Lines of data:
╔══
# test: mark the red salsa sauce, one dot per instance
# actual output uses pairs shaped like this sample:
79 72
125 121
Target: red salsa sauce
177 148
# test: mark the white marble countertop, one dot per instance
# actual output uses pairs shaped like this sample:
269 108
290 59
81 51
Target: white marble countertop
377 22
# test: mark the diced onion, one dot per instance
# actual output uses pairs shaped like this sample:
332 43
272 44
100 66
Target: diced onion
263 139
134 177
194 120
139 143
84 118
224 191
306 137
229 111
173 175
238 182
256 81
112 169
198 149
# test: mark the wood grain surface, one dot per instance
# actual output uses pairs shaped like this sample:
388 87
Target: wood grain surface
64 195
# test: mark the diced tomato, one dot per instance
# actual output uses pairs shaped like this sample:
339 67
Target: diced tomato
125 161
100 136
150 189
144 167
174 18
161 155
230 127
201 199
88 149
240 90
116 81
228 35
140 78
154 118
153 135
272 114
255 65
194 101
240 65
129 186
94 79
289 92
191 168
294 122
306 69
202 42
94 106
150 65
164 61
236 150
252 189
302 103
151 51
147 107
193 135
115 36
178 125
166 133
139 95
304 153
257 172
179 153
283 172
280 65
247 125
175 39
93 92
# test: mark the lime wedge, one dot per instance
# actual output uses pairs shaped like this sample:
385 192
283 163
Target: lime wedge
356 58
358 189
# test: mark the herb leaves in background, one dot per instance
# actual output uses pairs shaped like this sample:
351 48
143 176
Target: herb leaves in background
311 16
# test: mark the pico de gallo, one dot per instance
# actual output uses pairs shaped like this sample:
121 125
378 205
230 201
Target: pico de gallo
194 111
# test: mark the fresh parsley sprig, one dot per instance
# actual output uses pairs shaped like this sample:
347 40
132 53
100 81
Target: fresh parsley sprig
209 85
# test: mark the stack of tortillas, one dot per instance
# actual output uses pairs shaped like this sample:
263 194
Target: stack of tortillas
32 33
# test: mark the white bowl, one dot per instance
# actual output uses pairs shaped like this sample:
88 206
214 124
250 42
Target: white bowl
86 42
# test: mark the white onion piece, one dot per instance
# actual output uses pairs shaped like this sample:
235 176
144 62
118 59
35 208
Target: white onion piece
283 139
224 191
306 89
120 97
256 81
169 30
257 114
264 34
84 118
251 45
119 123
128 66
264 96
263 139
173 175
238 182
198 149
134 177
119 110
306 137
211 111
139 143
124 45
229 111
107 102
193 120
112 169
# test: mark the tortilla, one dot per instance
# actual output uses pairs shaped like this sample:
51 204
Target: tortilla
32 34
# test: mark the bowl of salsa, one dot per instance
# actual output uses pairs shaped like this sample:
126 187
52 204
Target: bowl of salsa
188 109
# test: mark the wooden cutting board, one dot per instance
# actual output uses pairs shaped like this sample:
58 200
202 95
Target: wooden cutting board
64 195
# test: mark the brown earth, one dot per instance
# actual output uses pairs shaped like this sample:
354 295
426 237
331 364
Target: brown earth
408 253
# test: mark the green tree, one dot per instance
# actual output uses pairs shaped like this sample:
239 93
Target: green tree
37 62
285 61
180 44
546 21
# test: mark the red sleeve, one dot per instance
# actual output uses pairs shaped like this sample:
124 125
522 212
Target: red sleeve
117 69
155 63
╚══
GOAL OF THE EXERCISE. Please reproduce every line of the material word for word.

RESPONSE TO THIS EXERCISE.
# test: mark the red salsa sauce, one dot per instance
# actual output uses pairs shaped like this sample:
79 72
125 121
Target: red salsa sauce
177 148
# test: mark the white marble countertop, one dot per instance
# actual output uses pairs shaped like this sample:
269 108
290 59
81 51
Target: white marble countertop
377 22
# test: mark the diced onion, one dot per instance
# actual output uses pairs shaped like this sample:
332 43
272 44
100 66
Target: diced onion
263 139
134 177
194 120
139 143
84 118
224 191
306 137
229 111
173 175
238 182
256 81
112 169
198 149
# test: mark the wood grain surface, one dot per instance
# actual output uses pairs shaped like this sample:
388 87
Target: wood grain surface
64 195
# test: mark the diced tomato, one dot per instance
# actual output uses pairs shaped like this sample:
339 67
Target: diced tomato
125 161
100 136
150 189
144 167
174 18
161 155
230 127
201 199
88 149
240 90
116 81
228 35
140 78
154 118
153 135
272 114
255 65
194 101
240 65
129 186
94 79
289 92
191 168
294 122
306 69
202 42
94 106
150 65
164 61
236 150
252 189
302 103
151 51
147 107
193 135
115 36
178 125
166 133
139 95
304 153
257 172
179 153
283 172
280 65
247 125
175 39
93 92
# test: mark the lime wedge, one dot per instance
# actual output uses pairs shaped like this sample:
385 192
283 163
Target: lime wedge
356 58
358 189
# test: mark the herb leaves in background, one dot per instance
# actual output uses pairs shaped like this sample:
351 48
143 176
Target: herb leaves in background
311 16
# test: mark the pico de gallo, one dot per instance
# actual output uses pairs shaped like this sample:
121 125
378 205
230 201
Target: pico de gallo
194 111
# test: mark the fresh parsley sprig, one dot per instance
# actual output uses pairs shaped like this sample:
347 40
132 53
100 81
Target: fresh parsley sprig
209 85
# test: mark the stack of tortillas, one dot per instance
# actual output uses pairs shaped like this sample:
263 194
Target: stack of tortillas
32 33
# test: mark the white bowl, one dot per instance
# actual output uses pairs shaped like this sample:
88 206
214 124
250 42
Target: white bowl
86 42
# test: mark the white onion piece, one dot per instance
# actual output uses pairs shaped like this sample:
235 176
144 62
118 59
35 208
Target: white onion piece
283 139
224 191
306 89
120 97
256 81
169 30
257 114
264 34
84 118
251 45
119 123
128 66
264 96
263 139
173 175
238 182
198 149
134 177
119 110
306 137
211 111
139 143
124 45
229 111
107 102
193 120
112 169
# test: mark the tortilla, one dot per instance
# actual output uses pairs shaped like this sample:
51 204
Target: tortilla
32 34
# test: mark the bowl of salsa, one dot per instance
# actual output uses pairs shaped like this sample:
126 187
52 204
Target: bowl of salsa
188 109
# test: mark the wooden cutting board, one dot per instance
# actual output uses pairs shaped like this sample:
58 200
202 95
Target: wooden cutting board
64 195
# test: mark the brown earth, one dot per instance
# actual output uses pairs shaped like this sample:
354 295
426 237
331 364
Target: brown earth
408 253
# test: mark the green tree, one dot per instance
# actual output uses pairs shaped like this sample:
239 93
Target: green tree
37 62
285 61
180 44
546 21
# test: mark the red sleeve, one dot per instance
# actual output uses pairs shaped like this sample:
124 125
522 212
Target: red sleeve
117 69
155 63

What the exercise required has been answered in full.